**PROBLEM STATEMENT:**
Return, exactly, the line that contains "Target: soccer goal" together with all lines after it to the end of the entries, and no further lines.

**RECORDS FOR PROCESSING:**
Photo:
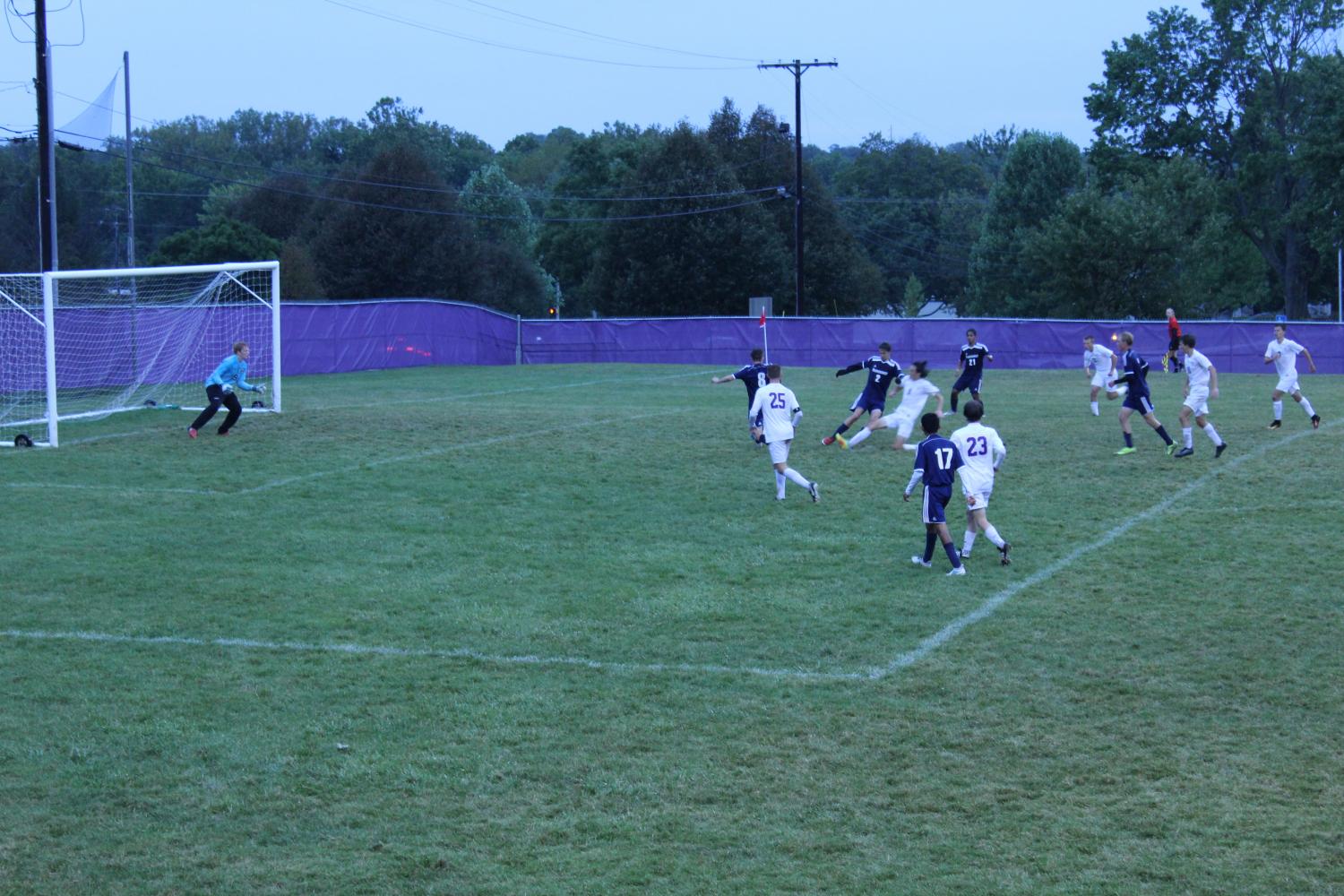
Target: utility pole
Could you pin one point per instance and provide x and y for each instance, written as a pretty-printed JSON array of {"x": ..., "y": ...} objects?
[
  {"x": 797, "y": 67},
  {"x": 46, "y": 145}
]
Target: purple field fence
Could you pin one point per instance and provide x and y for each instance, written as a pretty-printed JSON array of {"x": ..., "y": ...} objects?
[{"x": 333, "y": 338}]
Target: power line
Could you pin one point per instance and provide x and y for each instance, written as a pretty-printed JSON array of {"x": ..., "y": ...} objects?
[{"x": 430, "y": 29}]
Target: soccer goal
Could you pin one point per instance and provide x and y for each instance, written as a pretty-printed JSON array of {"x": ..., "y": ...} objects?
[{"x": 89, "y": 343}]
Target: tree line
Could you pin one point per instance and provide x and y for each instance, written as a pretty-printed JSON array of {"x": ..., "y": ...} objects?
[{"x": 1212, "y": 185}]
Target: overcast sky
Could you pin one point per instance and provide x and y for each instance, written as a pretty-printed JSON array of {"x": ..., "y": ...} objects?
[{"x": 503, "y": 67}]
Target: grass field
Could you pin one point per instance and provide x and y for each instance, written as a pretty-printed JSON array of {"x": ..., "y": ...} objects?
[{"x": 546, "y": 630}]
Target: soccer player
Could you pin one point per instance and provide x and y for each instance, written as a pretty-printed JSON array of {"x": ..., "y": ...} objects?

**ANSWER FOR THE TASK:**
Target: soccer goal
Could you pin one point per instance and provide x and y for each instance, written as a pretty-printed JSON array of {"x": ..., "y": ...} objects?
[{"x": 89, "y": 343}]
Target: tree line
Could you pin one point per instance and provide x and y for each instance, written as a pretty-printed JSON array of {"x": ..., "y": ...} objects?
[{"x": 1212, "y": 185}]
Target: overcast sky
Could you pin one point per instance and provide x and y for each instance, written as a pretty-printed JSON array of {"x": ..., "y": ...} objects?
[{"x": 503, "y": 67}]
Target: grass field
Could you pin one point per instance and provide x and y for each instance, written as a pretty-printed JSON array of {"x": ..., "y": ...} objects?
[{"x": 546, "y": 630}]
Target: soccer player
Could you pin one point per instance and provide x and y for each instance, written as a pretty-printed JSON array of {"x": ..., "y": ...} objects?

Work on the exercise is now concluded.